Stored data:
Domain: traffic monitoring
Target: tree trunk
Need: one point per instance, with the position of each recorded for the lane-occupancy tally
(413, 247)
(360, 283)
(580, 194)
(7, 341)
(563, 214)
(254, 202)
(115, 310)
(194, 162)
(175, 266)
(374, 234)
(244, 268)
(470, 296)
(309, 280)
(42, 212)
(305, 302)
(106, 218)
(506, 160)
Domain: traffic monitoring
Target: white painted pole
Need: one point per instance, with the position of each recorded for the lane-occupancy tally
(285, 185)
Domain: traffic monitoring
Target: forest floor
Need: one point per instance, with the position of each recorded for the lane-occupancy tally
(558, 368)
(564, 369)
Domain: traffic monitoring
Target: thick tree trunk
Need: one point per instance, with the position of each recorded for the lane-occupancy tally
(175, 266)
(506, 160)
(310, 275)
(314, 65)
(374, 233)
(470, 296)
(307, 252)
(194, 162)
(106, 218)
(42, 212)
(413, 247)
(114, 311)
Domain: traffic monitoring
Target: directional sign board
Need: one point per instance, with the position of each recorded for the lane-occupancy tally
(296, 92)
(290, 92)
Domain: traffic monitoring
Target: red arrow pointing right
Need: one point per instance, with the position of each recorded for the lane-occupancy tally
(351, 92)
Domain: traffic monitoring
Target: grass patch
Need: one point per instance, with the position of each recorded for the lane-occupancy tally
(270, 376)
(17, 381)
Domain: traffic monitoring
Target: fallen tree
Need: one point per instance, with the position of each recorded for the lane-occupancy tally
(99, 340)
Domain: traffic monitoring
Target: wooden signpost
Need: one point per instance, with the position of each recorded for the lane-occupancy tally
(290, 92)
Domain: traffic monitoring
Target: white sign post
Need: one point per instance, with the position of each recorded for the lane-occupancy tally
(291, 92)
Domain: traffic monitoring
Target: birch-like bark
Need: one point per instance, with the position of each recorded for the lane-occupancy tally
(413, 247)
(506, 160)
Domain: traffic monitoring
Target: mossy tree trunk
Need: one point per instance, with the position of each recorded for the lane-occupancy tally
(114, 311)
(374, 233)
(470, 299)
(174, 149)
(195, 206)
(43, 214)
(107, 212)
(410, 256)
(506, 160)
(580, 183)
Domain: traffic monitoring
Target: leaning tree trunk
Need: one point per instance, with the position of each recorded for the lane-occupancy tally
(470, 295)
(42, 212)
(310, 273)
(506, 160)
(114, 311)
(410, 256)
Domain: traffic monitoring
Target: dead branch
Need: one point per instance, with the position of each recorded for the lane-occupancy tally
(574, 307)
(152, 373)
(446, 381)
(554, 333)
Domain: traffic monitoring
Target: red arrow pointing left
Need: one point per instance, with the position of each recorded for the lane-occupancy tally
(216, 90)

■ Exercise objective:
Pull out every line of the entries that includes the word "pointing".

■ Exercise result:
Target: red arrow pointing right
Target: red arrow pointing left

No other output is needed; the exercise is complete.